-- Work to be completed --
Bring together every line in the data that includes "metal".

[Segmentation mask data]
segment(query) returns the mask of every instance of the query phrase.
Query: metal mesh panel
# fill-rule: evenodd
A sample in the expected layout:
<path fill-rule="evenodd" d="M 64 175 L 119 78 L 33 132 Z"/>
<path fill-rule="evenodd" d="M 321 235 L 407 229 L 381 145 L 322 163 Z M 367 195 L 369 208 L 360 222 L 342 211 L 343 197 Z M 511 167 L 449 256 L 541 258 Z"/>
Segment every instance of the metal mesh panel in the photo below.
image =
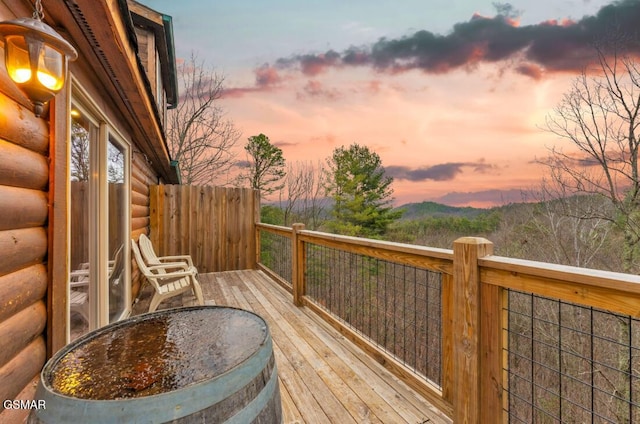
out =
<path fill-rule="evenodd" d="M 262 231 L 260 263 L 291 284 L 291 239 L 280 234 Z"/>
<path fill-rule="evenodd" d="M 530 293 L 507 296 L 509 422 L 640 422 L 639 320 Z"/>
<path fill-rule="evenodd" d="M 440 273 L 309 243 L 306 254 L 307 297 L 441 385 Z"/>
--
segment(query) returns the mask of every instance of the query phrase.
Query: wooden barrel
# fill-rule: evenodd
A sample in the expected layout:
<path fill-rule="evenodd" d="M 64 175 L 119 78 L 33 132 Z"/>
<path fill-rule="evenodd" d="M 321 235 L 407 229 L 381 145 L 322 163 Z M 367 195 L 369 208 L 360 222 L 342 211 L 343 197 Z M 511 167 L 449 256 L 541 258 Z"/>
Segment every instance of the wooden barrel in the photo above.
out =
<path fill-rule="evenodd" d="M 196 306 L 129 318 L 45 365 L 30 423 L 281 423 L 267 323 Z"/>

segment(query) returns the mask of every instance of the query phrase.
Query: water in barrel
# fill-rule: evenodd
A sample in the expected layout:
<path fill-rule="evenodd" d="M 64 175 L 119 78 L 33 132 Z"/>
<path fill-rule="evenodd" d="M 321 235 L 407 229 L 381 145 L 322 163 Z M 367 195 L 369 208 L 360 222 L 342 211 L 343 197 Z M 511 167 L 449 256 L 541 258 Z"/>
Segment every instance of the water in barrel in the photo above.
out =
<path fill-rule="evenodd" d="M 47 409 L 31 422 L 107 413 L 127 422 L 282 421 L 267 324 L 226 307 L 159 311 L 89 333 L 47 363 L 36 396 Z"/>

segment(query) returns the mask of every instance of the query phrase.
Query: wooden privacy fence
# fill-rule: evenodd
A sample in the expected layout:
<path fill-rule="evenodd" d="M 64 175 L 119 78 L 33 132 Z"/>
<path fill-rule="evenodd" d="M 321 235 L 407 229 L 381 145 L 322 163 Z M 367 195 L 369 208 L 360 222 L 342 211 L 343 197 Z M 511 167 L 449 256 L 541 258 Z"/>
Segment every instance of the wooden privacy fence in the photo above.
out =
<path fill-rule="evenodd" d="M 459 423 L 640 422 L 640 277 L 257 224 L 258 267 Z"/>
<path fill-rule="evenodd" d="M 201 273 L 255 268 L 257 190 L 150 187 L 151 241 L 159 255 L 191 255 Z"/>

-- Answer box --
Query: metal mesh panel
Segment every instance of the metal mesh panel in the photo below.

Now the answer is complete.